## [WHAT YOU NEED TO DO]
Give the lines below again exactly, starting with the line that holds "Annotation guideline: every instance of the muscular" and going on through the line that holds "Target: muscular arm".

## [AVAILABLE RECORDS]
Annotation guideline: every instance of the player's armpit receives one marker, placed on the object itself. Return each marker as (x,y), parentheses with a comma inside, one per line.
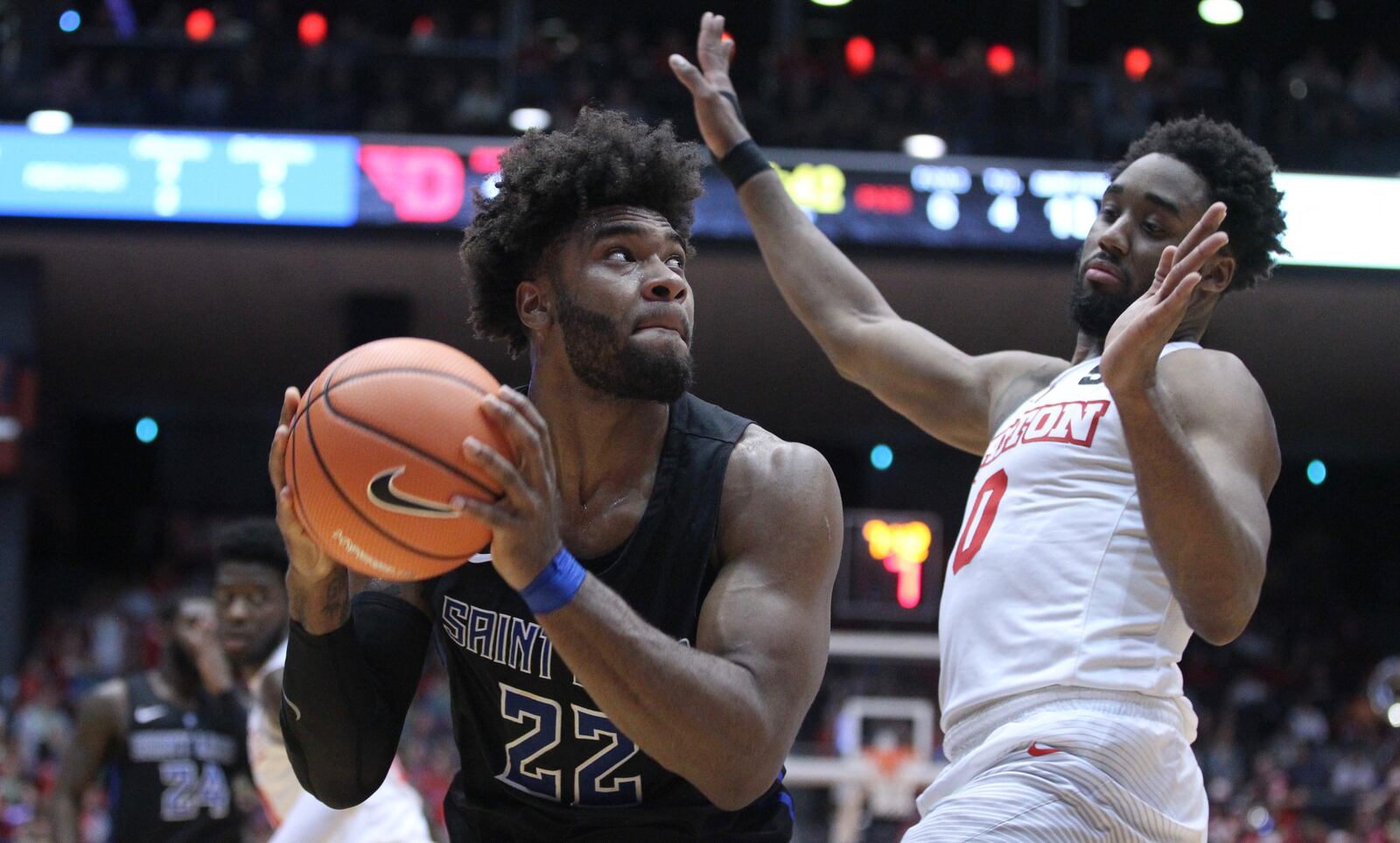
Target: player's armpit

--

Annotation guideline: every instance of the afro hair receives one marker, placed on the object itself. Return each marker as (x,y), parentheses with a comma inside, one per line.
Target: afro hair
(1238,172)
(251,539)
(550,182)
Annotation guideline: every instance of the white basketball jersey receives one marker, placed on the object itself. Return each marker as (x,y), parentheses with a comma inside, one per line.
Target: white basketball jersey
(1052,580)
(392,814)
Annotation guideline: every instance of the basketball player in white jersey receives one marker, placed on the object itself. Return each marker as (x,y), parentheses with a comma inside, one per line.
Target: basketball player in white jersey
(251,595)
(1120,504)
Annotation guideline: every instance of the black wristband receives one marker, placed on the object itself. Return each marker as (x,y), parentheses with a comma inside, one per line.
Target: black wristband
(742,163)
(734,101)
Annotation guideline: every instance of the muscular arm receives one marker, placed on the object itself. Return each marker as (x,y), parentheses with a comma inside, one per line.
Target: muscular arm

## [RESPONSE TO THIS TASK]
Annotation guideline: every instance of the muscular arm receives one marker, placed on the object itself. Return each marker as (x,y), parentheses with a comma inside, one per line.
Target: muscular arm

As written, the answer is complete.